WHAT YOU WILL DO:
**A.** Transcribe the passage of the shareholder resolutions from "2. RESOLUTION 2" up to and including "for further information).".
**B.** According to the shareholder resolutions, how many Shares would the Company issue to Yandal Investments Pty Ltd under Resolution 1?

##### TEXT SEGMENT

1. RESOLUTION 1 - PLACEMENT BY ISSUE OF SHARES AND ATTACHING OPTIONS TO RELATED PARTY - YANDAL INVESTMENTS PTY LTD

To consider and, if thought fit, to pass, with or without amendment, the following resolution as an ordinary resolution:

"That, for the purposes of Listing Rule 10.11 and for all other purposes, approval is given for the Company to undertake a placement and issue 100,000,000 Shares with 100,000,000 attaching Options to Yandal Investments Pty Ltd (ACN 070 684 810) (or its nominee) on the terms and conditions set out in the Explanatory Statement."

A voting exclusion statement and a voting prohibition statement applies to this Resolution. Please see below.

2. RESOLUTION 2 - APPROVAL TO ISSUE SIGN-ON OPTIONS TO MR GRAEME PURCELL

Note: Approval for the issue of the 1,000,000 Sign-on Options was previously obtained at the Company's 2021 Annual General Meeting (please refer to Section 2.1 of the Explanatory Statement for further information).

To consider and, if thought fit, to pass, with or without amendment, the following resolution as an ordinary resolution:

"That, for the purposes of Listing Rule 10.11 and for all other purposes, approval is given for the Company to issue 1,000,000 Sign-on Options to Mr Graeme Purcell (or his nominee) on the terms and conditions set out in the Explanatory Statement."

##########
##### MATERIAL SHOWN

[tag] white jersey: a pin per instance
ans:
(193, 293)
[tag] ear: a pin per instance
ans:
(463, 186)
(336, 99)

##########

SOLUTIONS TO EACH TASK:
**A.**
2. RESOLUTION 2 - APPROVAL TO ISSUE SIGN-ON OPTIONS TO MR GRAEME PURCELL

Note: Approval for the issue of the 1,000,000 Sign-on Options was previously obtained at the Company's 2021 Annual General Meeting (please refer to Section 2.1 of the Explanatory Statement for further information).

**B.** 100,000,000 Shares.